## ACTIVITY
Exact repetition is the task: copy every entry below.
■ ■ ■
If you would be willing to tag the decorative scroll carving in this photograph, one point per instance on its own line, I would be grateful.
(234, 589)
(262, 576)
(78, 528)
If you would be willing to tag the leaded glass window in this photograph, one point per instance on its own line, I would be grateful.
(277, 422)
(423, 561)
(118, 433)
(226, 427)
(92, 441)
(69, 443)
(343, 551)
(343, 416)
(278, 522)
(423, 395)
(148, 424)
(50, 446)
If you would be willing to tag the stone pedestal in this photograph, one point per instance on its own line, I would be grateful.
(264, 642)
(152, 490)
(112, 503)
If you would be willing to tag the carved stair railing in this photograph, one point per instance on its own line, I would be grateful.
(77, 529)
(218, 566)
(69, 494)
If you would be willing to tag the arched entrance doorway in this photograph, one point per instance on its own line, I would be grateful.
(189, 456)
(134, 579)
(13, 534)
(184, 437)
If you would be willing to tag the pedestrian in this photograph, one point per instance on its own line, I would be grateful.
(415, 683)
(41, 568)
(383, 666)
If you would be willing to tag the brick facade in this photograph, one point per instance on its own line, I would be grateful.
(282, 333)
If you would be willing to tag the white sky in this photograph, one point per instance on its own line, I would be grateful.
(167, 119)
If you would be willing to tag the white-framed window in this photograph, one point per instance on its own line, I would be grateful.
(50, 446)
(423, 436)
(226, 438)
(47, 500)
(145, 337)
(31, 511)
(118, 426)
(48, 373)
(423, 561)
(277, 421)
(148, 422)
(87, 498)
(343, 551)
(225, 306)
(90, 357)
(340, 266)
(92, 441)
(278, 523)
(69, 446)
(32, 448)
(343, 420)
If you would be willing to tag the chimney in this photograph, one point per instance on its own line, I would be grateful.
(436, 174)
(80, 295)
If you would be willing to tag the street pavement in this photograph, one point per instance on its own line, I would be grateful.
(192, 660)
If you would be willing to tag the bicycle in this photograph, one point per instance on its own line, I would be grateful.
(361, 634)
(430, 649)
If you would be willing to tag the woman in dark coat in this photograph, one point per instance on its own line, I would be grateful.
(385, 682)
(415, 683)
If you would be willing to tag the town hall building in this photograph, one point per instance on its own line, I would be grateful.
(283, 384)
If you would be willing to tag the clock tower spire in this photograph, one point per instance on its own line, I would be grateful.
■ ■ ■
## COMPLETED EXERCISE
If you would be willing to tag the decorative scroll carving in this photograph, one point per instance on its own line, I would be grateful.
(234, 589)
(262, 576)
(78, 528)
If you would be willing to tag the leaded glass window in this photograph, one point per instance on its own line, I would be grateful.
(277, 422)
(423, 561)
(118, 433)
(226, 427)
(92, 441)
(69, 443)
(343, 551)
(343, 416)
(278, 522)
(423, 395)
(148, 424)
(50, 446)
If you would be willing to tag the stone pedestal in this photograph, one point per instance on its own line, I would be grateful.
(264, 642)
(152, 490)
(112, 503)
If you would be willing to tag the carved stair railing in this photograph, one point per instance on its own line, I would be grateful.
(77, 529)
(218, 566)
(69, 494)
If you would be willing to tag the arched entrance doorway in this photograph, one point per instance on its own line, I would be grateful.
(189, 456)
(134, 579)
(13, 534)
(184, 437)
If you would be willing to tag the pedestrian in this photograph, one point per instance on its own line, I would be grateful.
(415, 683)
(41, 568)
(383, 666)
If you would be willing to tag the brick facade in this photograph, one point per instance on its own line, I would be grateful.
(282, 333)
If you would be willing to tag the white sky in this photograph, one point per instance on its own line, I would be grateful.
(167, 119)
If you would be willing to tag the white-framed window in this photograph, one point per instance on its own line, I would be grateful.
(50, 446)
(423, 436)
(226, 438)
(47, 500)
(145, 337)
(31, 511)
(118, 426)
(48, 373)
(423, 561)
(277, 421)
(148, 422)
(87, 498)
(343, 551)
(225, 306)
(90, 357)
(340, 266)
(92, 441)
(278, 523)
(69, 446)
(32, 448)
(343, 420)
If you would be willing to tag the chimney in this photograph, one point per instance on its own line, I would be grateful.
(436, 174)
(80, 295)
If you would be willing to tag the street pavement in this photograph, one point per instance on its own line, I would be grateful.
(192, 660)
If you would be willing to tag the bicycle in this photograph, one point per instance on its own line, I would be grateful.
(361, 634)
(430, 649)
If you would be willing to tag the woman in dark coat in this photograph, one point per instance on its own line, I would be grateful.
(385, 682)
(415, 683)
If you would be willing to tag the town hall building in this photograph, one point per instance on its own line, I would be grateful.
(283, 384)
If you would be willing to tag the clock tower spire in this photograph, one point per instance on its own line, I would be grateful.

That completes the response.